EXTRACTED TEXT:
See Trial Tr. Vol. 2 at 317:15–318:3 (Stewart testified that the ADC’s policy satisfies his ability to practice his religion); id. at 369:21–370:11 (Martin testified that he did not have a problem with NOI adherents attending Jumu’ah services if ADC policies were followed); id. at 435:15–24 (Holt testified that a joint service was appropriate and in accordance with

Islamic law even when an NOI adherent was leading the prayer). My prior holding that the ADC has a compelling interest in prison security served by its Jumu’ah service policy was not disturbed on appeal and remains valid. That leaves only the question of whether that policy is the least restrictive means to address the ADC’s compelling security interests, considering plaintiffs’ proposed alternatives.

The ADC maintained at trial that it could only provide a single joint Jumu’ah service for Muslims and NOI and NGE adherents due to space limitations and a shortage of guards and chaplains. Trial Tr. Vol. 1 at 92:3–14, 118:13–16, 129:11–14, Doc. No. 160; Trial Tr. Vol. 3 at 570:23–572:5, Doc. No. 162. The ADC showed that at the time of trial, it was severely understaffed and having difficulties recruiting and retaining guards. Trial Tr. Vol.

INFORMATION PROVIDED:
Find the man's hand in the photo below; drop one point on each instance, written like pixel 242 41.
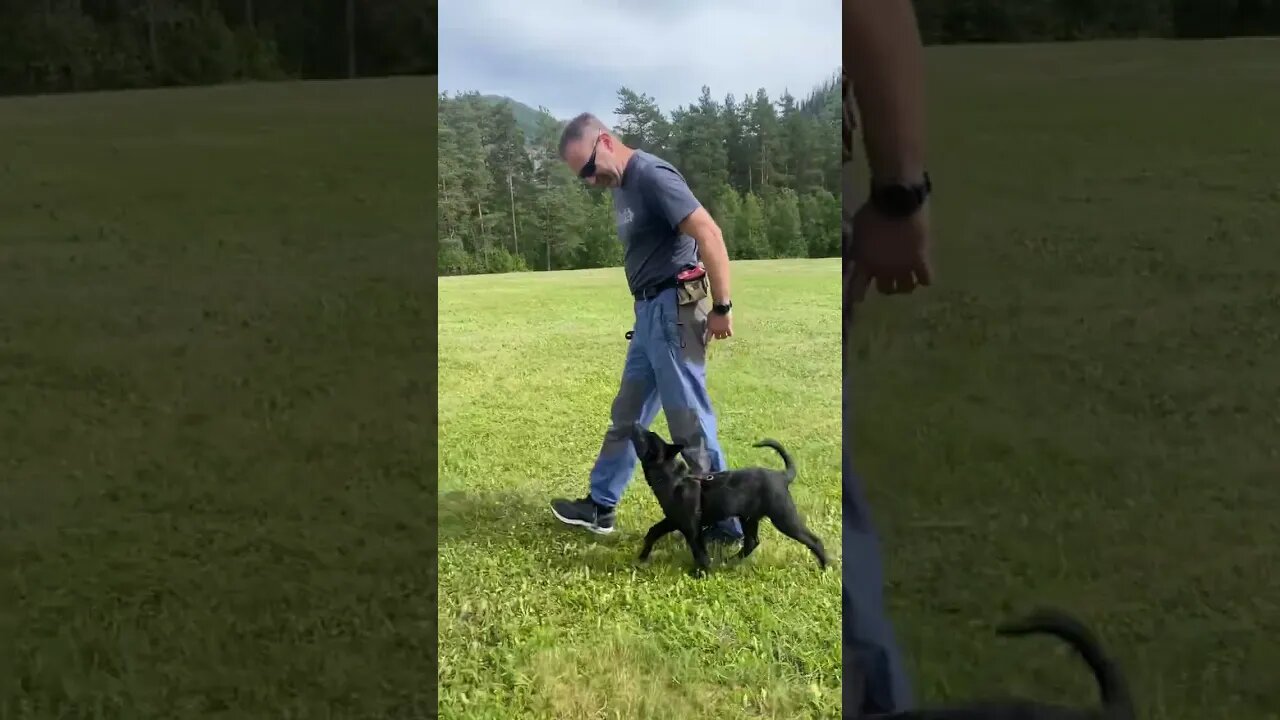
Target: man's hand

TASKS FOR THIS EXERCISE:
• A. Quote from the court opinion excerpt the part that opens with the words containing "The ADC maintained" and closes with "guards. Trial Tr. Vol.".
• B. Can you sum up the court opinion excerpt in two sentences?

SOLUTIONS TO THE EXERCISE:
• A.
The ADC maintained at trial that it could only provide a single joint Jumu’ah service for Muslims and NOI and NGE adherents due to space limitations and a shortage of guards and chaplains. Trial Tr. Vol. 1 at 92:3–14, 118:13–16, 129:11–14, Doc. No. 160; Trial Tr. Vol. 3 at 570:23–572:5, Doc. No. 162. The ADC showed that at the time of trial, it was severely understaffed and having difficulties recruiting and retaining guards. Trial Tr. Vol.

• B. The prior holding that the ADC has a compelling interest in prison security served by its Jumu'ah service policy was not disturbed on appeal, so the remaining question is whether that policy is the least restrictive means of addressing that interest, considering plaintiffs' proposed alternatives. At trial, the ADC maintained that space limitations and a shortage of guards and chaplains allowed only a single joint Jumu'ah service for Muslims and NOI and NGE adherents, and it showed that it was severely understaffed and having difficulties recruiting and retaining guards.